====== SELECTED EXCERPT

Density of water molecules along the axial direction of the layer with the narrowest diameter of the pore inside α = 1/3 and α = −1/3. The inset shows the layer with the narrowest pore (dashed line).
Furthermore, in case of α = 1/3, large amount of water molecules (bulk-like) approaching the narrowest diameter of the pore should contribute to diminish highly the water viscosity of single-file configuration because of the increase in hydrogen bonds. Although the dipole orientation of water molecules inside CNTs maintains oversimulation time, in graphene nanopores, the dipole orientation of water molecules is frequently flipped [46]. Here, we intend to show how dipole orientation of water molecules may behave across pores in multilayer system. Taking into account all the water molecules inside pores, the averaged dipole orientation was estimated by computing the angle between water dipole and the axial direction (perpendicular to the surface of the multilayer). Figure 4a and b shows the profiles of the averaged dipole orientation of water molecules inside asymmetric pores α = 1/3 and α = −1/3, respectively. Over 4000 calculated values are used to plot the average dipole orientation of water molecules inside asymmetric structures (α = 1/3 and α = −1/3). In case of α = 1/3, the average dipole orientation fell into two range groups of 149–153° and 158–162°, while in the case of α = −1/3, the value of average dipole orientation fell only in the range of 44–47°. This implies a degree of water molecule ordering inside the pore in the case of α = 1/3, which enhances the formation of hydrogen bonds between water molecules. Moreover, the variation of the dipole orientation tends to strengthen the water-water interaction resulting in higher hydrogen bonds. This is responsible for fast transport of water molecules in monolayer graphene [13]. We believe that this implication could be also valid in multilayer graphene systems.

============

Please list every angle range, in degrees, that the passage on water dipole orientation in graphene pores reports for the average dipole orientation.

====== RECORDS SHOWN

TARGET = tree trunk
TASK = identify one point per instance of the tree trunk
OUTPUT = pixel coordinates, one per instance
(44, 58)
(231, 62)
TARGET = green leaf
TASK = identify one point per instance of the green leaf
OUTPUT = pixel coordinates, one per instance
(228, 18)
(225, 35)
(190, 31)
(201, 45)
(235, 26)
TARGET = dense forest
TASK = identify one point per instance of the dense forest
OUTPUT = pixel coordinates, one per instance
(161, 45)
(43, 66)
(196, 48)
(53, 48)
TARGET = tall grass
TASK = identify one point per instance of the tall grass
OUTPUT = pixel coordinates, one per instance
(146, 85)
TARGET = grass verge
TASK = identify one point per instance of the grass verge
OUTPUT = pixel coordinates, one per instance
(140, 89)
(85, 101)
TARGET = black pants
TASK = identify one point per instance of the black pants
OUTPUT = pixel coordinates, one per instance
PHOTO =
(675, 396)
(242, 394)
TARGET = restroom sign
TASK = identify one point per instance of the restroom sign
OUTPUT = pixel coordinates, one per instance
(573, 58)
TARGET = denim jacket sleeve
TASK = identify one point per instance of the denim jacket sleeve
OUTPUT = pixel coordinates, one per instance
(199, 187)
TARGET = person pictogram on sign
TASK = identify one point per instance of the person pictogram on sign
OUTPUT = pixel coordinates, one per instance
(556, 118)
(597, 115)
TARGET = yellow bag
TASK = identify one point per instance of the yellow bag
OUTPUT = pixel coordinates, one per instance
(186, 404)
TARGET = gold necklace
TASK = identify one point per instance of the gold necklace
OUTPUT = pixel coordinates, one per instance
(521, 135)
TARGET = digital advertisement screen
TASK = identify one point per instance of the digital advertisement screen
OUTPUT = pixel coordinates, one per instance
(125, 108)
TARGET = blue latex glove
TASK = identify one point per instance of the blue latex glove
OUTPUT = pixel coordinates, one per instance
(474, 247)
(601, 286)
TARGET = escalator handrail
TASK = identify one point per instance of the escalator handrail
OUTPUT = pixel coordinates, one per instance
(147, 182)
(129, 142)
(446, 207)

============

▶ [TASK SOLUTION]
149–153°
158–162°
44–47°